::: Source :::

There's actually nothing special in the compiler for unit implementation. This
is just using the fact that `2x` is valid Julia code, where now x is something
that overloads a dispatch to turn the number into a number with units. By
default it uses string macros to keep the namespace clear, but you can fill
the namespace with whatever you want.

------
jakeogh
pint wrapper that does fuzzy matching:
[https://github.com/jakeogh/unitcalc](https://github.com/jakeogh/unitcalc)

    
    
       unitcalc 50stones kg
       unitcalc 1lightyear nm
       unitcalc 7fortnights decades
       unitcalc 99mi/sec fathom/month
       unitcalc 3.14radians/fortnight degrees/ms
       unitcalc 0.2W eV/century
       unitcalc 0.2J/ns ton_TNT/month
    

Pint is excellent. If you put in units that need a dimension to convert, the
exception says what is missing, it could ask for that value, but havent
figured it out yet; obviously dont want to parse the exception message.

The framework to tell it physics exists, so stuff like:

    
    
       unitcalc 0.2eV femtograms
    

should be possible.

------
brandmeyer
Reynolds Number, Prandtl number, power factor, efficiency, anything that is a
fraction of full range, mechanical strain, etc.

:::

- [Given instruction 1] Reproduce the forum thread on unit conversion in Julia and the unitcalc tool verbatim, from its first line to its last.

::: Data section :::

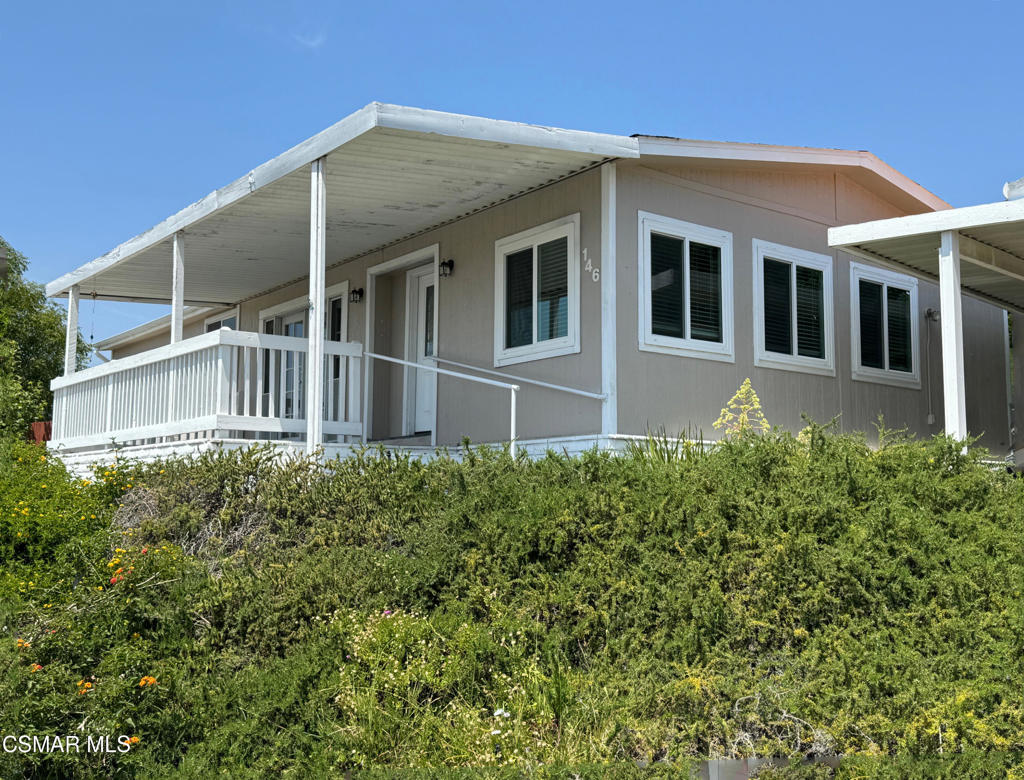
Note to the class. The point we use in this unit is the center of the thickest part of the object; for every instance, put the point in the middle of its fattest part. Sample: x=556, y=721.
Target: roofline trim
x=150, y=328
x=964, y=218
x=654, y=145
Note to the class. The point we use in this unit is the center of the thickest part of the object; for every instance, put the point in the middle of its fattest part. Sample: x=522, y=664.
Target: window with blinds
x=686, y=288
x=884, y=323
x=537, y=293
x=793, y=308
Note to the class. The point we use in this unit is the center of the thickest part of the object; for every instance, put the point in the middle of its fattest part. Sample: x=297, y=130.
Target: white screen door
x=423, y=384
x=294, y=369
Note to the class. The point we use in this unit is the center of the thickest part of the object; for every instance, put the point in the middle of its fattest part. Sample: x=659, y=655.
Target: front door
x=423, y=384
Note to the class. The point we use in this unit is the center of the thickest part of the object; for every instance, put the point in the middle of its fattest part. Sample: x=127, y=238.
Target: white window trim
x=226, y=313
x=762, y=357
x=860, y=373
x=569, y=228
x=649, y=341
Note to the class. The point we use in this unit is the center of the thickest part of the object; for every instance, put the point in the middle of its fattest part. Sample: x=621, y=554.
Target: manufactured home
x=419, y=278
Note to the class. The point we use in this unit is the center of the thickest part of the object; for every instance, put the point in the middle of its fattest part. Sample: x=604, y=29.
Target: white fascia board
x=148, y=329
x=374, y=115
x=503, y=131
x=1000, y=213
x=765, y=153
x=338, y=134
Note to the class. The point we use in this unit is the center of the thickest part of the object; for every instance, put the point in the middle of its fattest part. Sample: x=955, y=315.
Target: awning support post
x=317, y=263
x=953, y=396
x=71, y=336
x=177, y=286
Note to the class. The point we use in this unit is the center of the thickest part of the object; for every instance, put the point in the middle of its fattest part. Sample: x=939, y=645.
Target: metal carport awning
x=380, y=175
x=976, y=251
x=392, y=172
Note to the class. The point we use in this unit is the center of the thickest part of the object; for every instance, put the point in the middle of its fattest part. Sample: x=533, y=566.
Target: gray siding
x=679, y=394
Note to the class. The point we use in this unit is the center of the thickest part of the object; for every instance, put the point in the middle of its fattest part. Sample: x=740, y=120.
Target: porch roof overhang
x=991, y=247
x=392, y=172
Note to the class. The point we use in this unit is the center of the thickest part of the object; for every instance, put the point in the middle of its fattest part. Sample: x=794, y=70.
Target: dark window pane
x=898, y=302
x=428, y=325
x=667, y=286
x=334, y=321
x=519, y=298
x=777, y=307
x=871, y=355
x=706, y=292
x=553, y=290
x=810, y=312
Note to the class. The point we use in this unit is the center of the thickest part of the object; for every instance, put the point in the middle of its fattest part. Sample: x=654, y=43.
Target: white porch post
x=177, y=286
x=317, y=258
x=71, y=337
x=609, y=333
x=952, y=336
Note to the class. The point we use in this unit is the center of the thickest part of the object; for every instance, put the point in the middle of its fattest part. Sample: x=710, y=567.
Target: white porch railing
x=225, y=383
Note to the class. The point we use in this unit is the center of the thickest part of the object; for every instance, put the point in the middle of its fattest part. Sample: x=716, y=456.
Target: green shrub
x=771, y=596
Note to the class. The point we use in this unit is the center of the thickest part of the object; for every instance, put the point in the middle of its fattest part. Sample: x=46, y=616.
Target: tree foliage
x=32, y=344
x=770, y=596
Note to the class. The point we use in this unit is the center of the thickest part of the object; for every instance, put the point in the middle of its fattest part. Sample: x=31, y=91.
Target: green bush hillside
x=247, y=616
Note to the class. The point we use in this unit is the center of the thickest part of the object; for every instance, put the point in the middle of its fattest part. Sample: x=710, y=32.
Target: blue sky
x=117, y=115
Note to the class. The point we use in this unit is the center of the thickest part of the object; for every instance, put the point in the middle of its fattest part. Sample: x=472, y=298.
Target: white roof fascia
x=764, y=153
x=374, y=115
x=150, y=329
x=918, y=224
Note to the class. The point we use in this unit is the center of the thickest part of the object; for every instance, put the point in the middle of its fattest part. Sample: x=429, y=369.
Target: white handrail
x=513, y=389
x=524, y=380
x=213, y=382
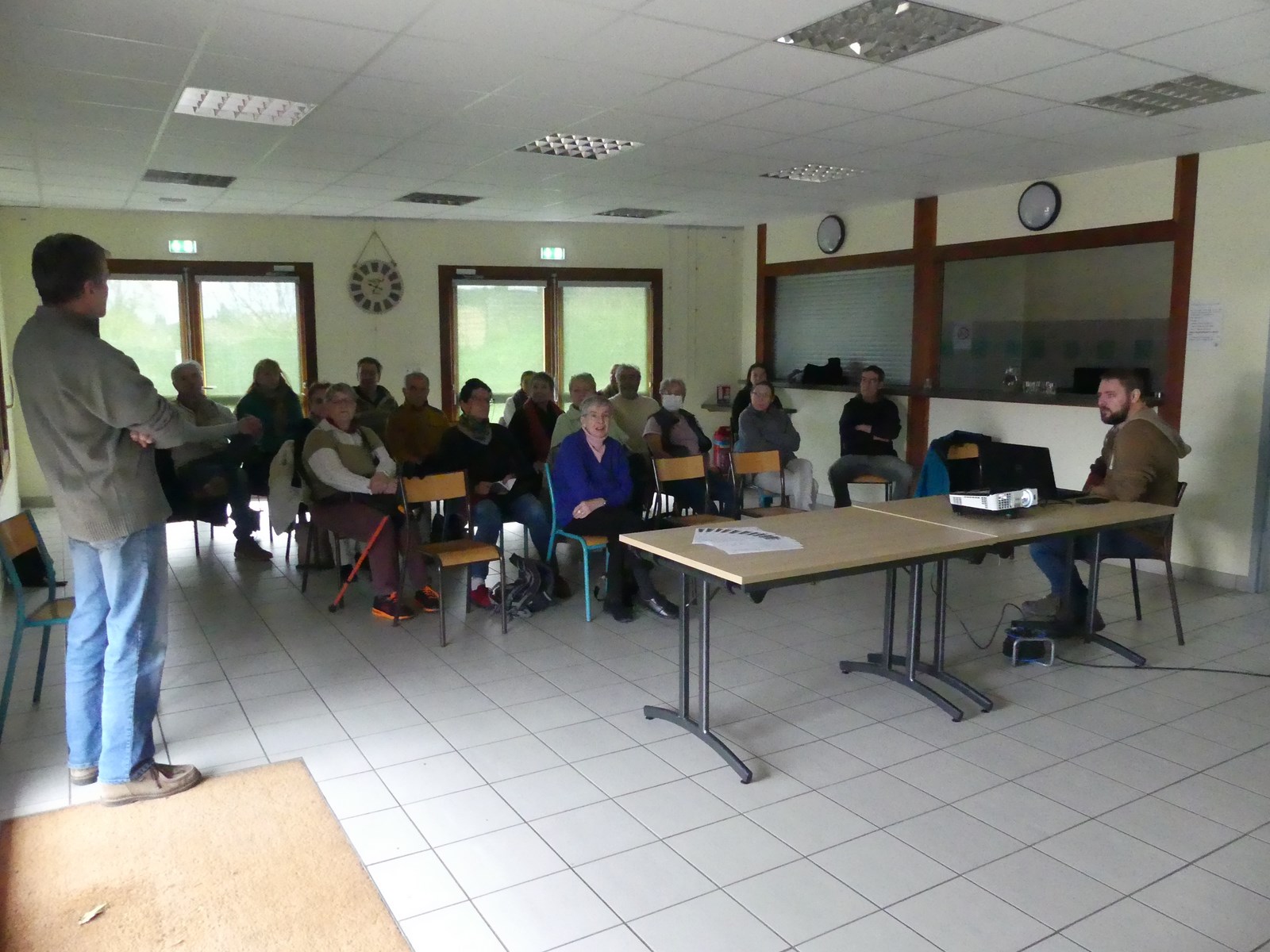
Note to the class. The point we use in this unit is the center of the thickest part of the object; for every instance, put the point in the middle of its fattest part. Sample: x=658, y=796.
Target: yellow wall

:::

- [Given instruction 2] Copy in full each line of the entries above that contains the string "trim". The match is case-sensitive.

- [Result 1]
There's actually nothing special in the compiler for unit implementation. This
is just using the fact that `2x` is valid Julia code, where now x is something
that overloads a dispatch to turn the number into a number with units. By
default it uses string macros to keep the namespace clear, but you can fill
the namespace with whatever you want.

------
jakeogh
pint wrapper that does fuzzy matching:
[https://github.com/jakeogh/unitcalc](https://github.com/jakeogh/unitcalc)

    
    
       unitcalc 50stones kg
       unitcalc 1lightyear nm
       unitcalc 7fortnights decades
       unitcalc 99mi/sec fathom/month
       unitcalc 3.14radians/fortnight degrees/ms
       unitcalc 0.2W eV/century
       unitcalc 0.2J/ns ton_TNT/month
    

Pint is excellent. If you put in units that need a dimension to convert, the
exception says what is missing, it could ask for that value, but havent
figured it out yet; obviously dont want to parse the exception message.

The framework to tell it physics exists, so stuff like:

    
    
       unitcalc 0.2eV femtograms
    

should be possible.

------
brandmeyer
Reynolds Number, Prandtl number, power factor, efficiency, anything that is a
fraction of full range, mechanical strain, etc.

- [Result 2]
Target: roofline trim
Target: white window trim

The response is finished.